Page extract »
___
Difference is I used GParted instead of command line to do partitioning. And I used Ubuntu Alternate iso instead. I could get to the install screens but at Install Base System, I get no available kernel in repositories error. I didn't find anyway to select & install a kernel.

What might be wrong? And how can I solve this?


fdisk /dev/sdc
create new MBR, 'o' command
create new partition, part 1, size 8G, type ef, set bootable, write
mkfs.vfat -F32 /dev/sdc1
mkdir /mnt/USB
mount /dev/sdc1 /mnt/USB
insert Windows 7 x64 DVD, again, mine appeared as /media/UDF\ Volume, you need to change references below
# Extract/Copy the entire Windows DVD to the USB
cp -r /media/UDF\ Volume/* /mnt/USB
# I don't know what effect the following rename has, I copied blindly from another webpage.
___
Information provided »
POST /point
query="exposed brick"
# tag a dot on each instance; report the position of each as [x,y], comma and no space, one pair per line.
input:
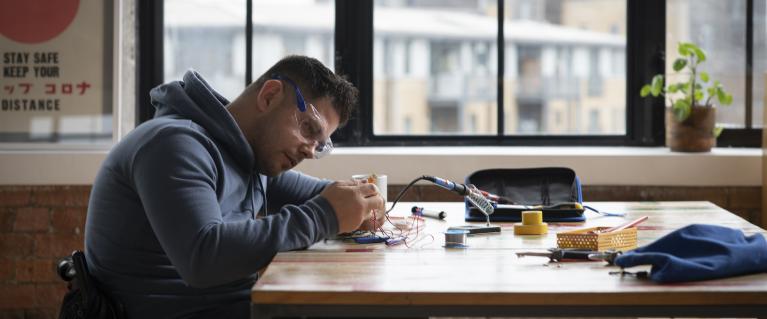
[7,270]
[41,313]
[35,270]
[32,219]
[12,314]
[7,216]
[57,245]
[68,220]
[17,296]
[44,271]
[13,196]
[50,295]
[57,196]
[25,270]
[16,245]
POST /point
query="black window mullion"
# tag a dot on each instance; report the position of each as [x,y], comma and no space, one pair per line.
[248,42]
[645,57]
[749,63]
[149,57]
[354,58]
[501,65]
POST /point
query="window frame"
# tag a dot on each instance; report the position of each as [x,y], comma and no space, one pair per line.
[354,36]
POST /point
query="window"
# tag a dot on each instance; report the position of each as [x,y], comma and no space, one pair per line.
[209,36]
[433,72]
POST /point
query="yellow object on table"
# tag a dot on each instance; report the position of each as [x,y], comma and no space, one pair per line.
[532,224]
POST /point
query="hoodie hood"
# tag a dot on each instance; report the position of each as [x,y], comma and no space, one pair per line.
[194,99]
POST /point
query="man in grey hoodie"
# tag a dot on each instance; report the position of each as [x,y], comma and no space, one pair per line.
[191,204]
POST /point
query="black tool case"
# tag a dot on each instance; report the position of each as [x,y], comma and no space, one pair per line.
[556,191]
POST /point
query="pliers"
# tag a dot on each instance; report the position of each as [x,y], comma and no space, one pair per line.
[562,254]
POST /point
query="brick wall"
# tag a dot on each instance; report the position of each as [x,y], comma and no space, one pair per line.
[40,224]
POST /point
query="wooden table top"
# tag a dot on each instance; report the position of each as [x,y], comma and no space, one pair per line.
[488,272]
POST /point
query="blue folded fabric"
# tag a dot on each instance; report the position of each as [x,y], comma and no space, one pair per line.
[700,252]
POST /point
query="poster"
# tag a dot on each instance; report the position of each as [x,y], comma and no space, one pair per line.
[56,58]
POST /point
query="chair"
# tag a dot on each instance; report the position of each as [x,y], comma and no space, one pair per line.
[84,299]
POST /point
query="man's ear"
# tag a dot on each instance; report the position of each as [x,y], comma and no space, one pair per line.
[269,95]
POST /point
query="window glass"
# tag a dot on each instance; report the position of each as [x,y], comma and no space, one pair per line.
[283,27]
[209,36]
[202,35]
[565,67]
[760,62]
[435,68]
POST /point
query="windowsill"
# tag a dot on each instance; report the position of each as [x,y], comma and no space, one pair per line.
[594,165]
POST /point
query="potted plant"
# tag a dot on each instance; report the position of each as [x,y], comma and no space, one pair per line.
[691,117]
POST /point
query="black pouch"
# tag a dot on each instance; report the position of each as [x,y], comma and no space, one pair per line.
[556,191]
[85,299]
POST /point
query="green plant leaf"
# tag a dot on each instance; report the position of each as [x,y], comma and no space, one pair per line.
[711,91]
[704,77]
[698,52]
[679,64]
[721,95]
[717,131]
[657,85]
[727,99]
[645,90]
[684,87]
[681,110]
[684,48]
[698,96]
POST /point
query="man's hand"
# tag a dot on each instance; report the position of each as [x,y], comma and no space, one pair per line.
[355,203]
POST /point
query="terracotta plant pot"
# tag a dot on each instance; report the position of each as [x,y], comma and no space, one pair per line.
[695,134]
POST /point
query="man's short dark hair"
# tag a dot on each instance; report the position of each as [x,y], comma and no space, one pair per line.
[315,81]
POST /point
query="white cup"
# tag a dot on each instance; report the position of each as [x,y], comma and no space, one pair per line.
[378,180]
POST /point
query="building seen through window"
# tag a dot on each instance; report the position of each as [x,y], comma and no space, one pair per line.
[435,62]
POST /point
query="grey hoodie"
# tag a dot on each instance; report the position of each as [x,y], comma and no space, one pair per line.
[172,231]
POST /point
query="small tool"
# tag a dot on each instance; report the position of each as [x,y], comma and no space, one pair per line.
[559,254]
[420,211]
[370,239]
[627,225]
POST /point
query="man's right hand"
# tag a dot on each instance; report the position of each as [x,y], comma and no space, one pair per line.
[354,202]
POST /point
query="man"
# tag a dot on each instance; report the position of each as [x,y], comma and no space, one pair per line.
[172,228]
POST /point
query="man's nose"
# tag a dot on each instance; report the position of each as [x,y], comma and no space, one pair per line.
[308,149]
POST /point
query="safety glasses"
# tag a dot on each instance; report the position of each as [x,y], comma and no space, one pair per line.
[311,123]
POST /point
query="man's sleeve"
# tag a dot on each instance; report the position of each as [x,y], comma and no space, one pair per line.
[293,187]
[176,177]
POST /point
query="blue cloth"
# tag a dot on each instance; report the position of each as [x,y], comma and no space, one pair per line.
[172,231]
[700,252]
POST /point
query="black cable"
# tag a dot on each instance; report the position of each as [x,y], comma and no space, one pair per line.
[402,192]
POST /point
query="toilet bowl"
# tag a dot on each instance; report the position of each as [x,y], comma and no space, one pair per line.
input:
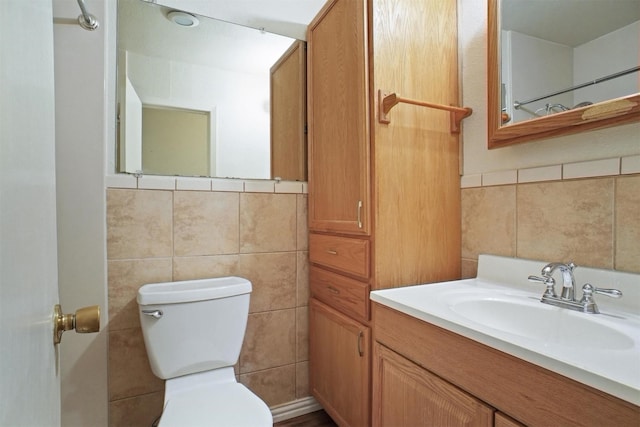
[193,332]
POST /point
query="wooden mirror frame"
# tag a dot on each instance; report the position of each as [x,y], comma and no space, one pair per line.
[596,116]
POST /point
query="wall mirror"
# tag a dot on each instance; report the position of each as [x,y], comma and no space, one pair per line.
[203,97]
[557,67]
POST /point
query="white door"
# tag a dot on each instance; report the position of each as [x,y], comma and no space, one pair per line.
[29,381]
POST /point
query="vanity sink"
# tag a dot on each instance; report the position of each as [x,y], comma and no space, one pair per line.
[530,319]
[501,309]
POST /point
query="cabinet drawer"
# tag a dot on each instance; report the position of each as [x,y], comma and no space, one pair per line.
[343,253]
[346,295]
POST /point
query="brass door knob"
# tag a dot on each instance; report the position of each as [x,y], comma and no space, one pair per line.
[85,320]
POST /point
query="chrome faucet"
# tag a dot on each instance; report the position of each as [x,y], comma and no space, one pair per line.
[567,297]
[568,281]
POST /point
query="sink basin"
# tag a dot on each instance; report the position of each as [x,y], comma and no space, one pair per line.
[537,321]
[501,309]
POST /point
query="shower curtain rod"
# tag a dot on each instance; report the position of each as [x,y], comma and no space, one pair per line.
[518,104]
[87,20]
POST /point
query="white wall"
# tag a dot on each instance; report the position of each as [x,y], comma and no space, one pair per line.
[611,53]
[83,96]
[240,100]
[536,67]
[606,143]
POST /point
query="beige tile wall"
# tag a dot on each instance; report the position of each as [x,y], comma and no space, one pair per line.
[160,235]
[593,222]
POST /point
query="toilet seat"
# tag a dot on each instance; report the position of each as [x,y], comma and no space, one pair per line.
[224,405]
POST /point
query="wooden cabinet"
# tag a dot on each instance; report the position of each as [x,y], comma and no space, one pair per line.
[409,395]
[521,393]
[340,347]
[384,198]
[289,114]
[338,118]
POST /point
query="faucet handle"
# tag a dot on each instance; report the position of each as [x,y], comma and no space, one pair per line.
[588,290]
[548,281]
[588,303]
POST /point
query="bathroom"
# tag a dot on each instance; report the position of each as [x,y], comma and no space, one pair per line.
[501,214]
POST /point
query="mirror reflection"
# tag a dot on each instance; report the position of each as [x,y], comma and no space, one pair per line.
[559,55]
[202,97]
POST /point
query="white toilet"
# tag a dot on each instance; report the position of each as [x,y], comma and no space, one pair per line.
[193,331]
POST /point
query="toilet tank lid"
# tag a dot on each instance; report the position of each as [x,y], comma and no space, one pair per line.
[192,290]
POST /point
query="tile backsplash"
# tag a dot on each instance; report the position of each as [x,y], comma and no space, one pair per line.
[591,221]
[157,235]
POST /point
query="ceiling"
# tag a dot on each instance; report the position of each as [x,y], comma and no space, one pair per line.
[568,22]
[285,17]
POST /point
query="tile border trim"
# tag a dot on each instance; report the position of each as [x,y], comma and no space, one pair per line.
[627,165]
[148,182]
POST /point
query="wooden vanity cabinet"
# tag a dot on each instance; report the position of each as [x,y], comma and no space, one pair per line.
[341,363]
[519,392]
[414,397]
[384,199]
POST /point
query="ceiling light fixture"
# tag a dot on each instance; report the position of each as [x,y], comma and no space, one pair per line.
[182,18]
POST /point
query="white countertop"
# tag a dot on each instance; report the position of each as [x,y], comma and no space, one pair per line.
[614,370]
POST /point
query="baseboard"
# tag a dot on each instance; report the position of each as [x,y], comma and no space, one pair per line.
[294,409]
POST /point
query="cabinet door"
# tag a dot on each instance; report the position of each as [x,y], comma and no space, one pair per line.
[338,119]
[404,394]
[339,362]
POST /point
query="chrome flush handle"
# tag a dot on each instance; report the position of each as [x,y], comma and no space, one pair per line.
[156,314]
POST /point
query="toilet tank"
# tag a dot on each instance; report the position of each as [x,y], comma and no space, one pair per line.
[195,325]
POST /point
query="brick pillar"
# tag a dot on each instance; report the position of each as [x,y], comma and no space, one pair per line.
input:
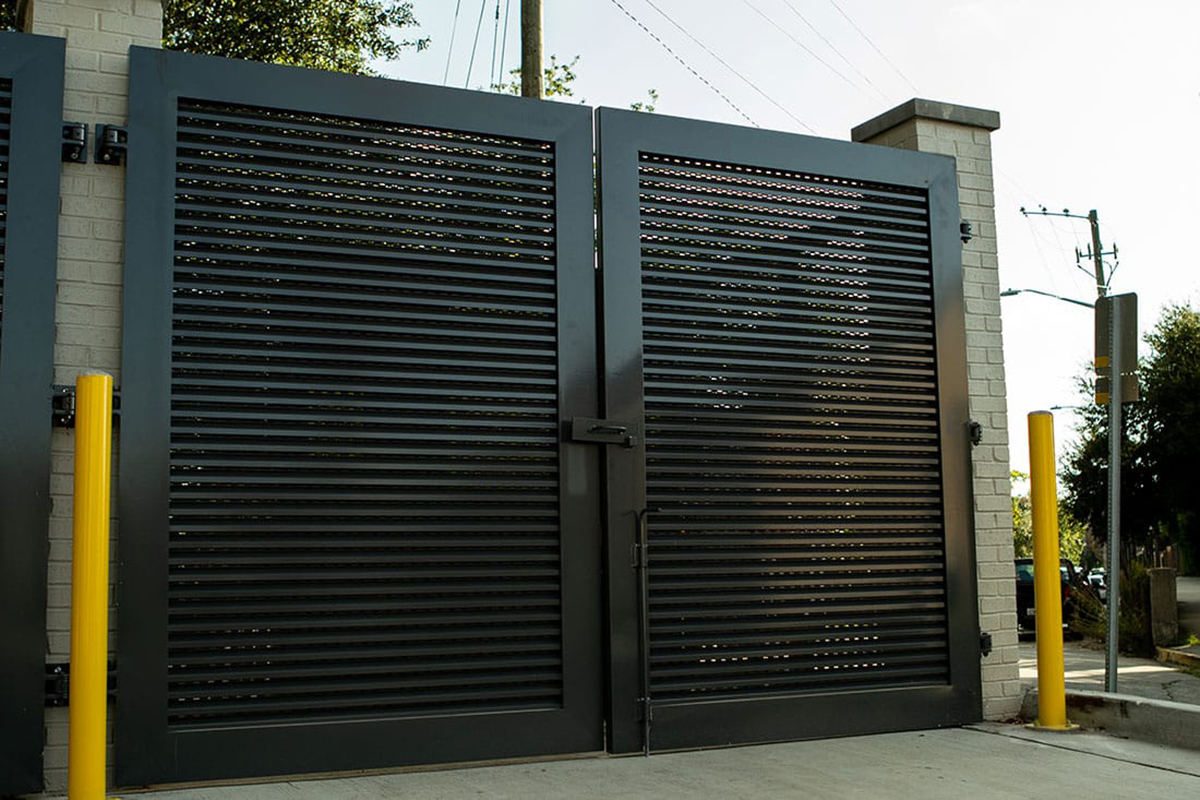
___
What you need to do »
**1)** In the USB install post, why might a reader need to change the path in the command "cp -r /media/UDF\ Volume/* /mnt/USB"? Answer in one to three sentences.
**2)** Write what comes next in the USB install post, picking up after its final line.
The rows come from a separate source.

Expected outputs »
**1)** The Windows 7 x64 DVD showed up as /media/UDF\ Volume on the writer's own system, and that path is used in the commands that follow. The post says readers need to change those references.

**2)**
mv /mnt/USB/sources/ei.cfg /mnt/USB/sources/ei.cfg_
cd /mnt/USB/efi/microsoft/boot/
7z e /mnt/USB/sources/install.wim 1/Windows/Boot/EFI/bootmgfw.efi
cp -r /mnt/USB/efi/microsoft/boot /mnt/USB/efi/
mv /mnt/USB/efi/boot/bootmgfw.efi /mnt/USB/efi/boot/bootx64.efi
# At this point I booted the USB, and installed Windows 7 to a GPT SSD
# Upon reboot I noticed the Windows Boot loader in my UEFI boot list (actually it made itself 1st).
# so, here we have a standalone Windows7 UEFI installer that will function correctly (64bit ASUS, at least).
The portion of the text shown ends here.